(Task directions): Transcribe the entries exactly as given and skip whatever images they hold.

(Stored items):
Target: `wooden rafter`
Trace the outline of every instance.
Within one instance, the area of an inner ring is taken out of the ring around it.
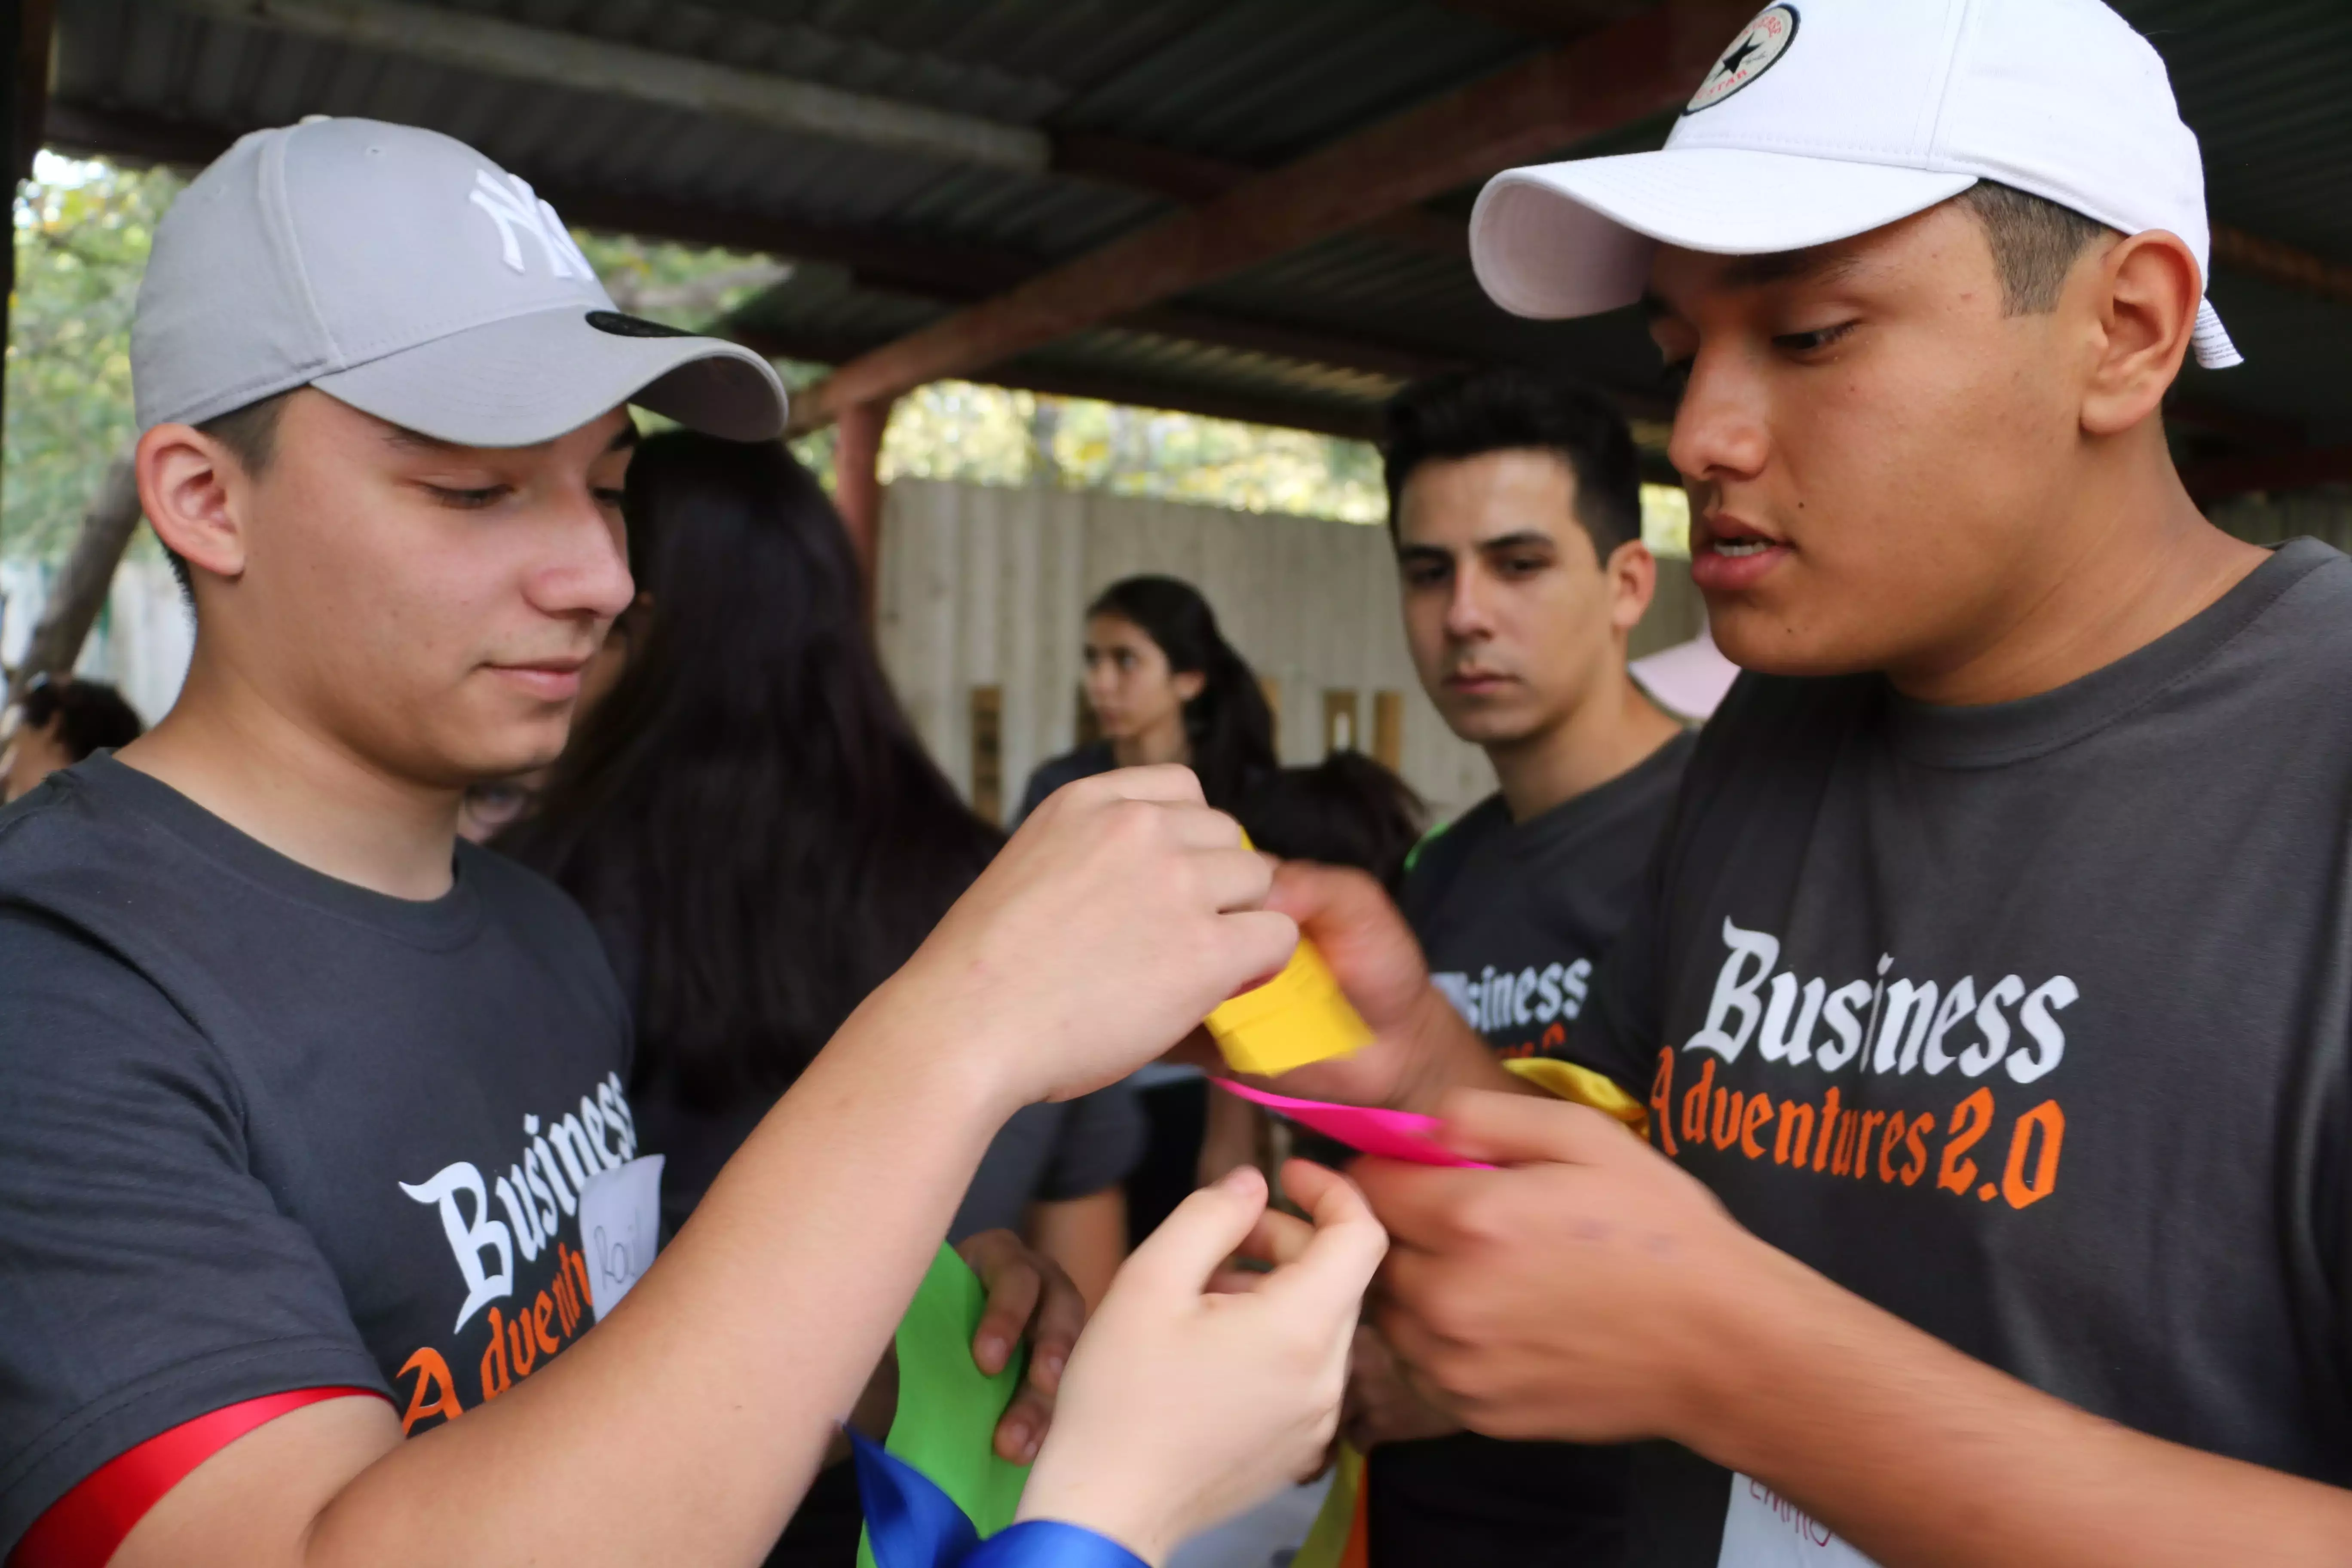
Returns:
[[[1671,5],[1345,137],[844,365],[795,421],[970,373],[1670,109],[1748,10]]]
[[[2302,294],[2315,294],[2339,305],[2352,305],[2352,265],[2248,234],[2242,228],[2217,225],[2213,230],[2213,263],[2249,273],[2265,282]]]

(Response box):
Target: `wooden rafter`
Trace the outline of every instance.
Within one instance, the area of an inner ring is taken out of the ring around it.
Returns:
[[[1671,5],[1345,137],[844,365],[795,421],[970,373],[1670,109],[1748,10]]]
[[[2302,294],[2315,294],[2339,305],[2352,305],[2352,265],[2248,234],[2242,228],[2217,225],[2213,230],[2213,263],[2249,273],[2265,282]]]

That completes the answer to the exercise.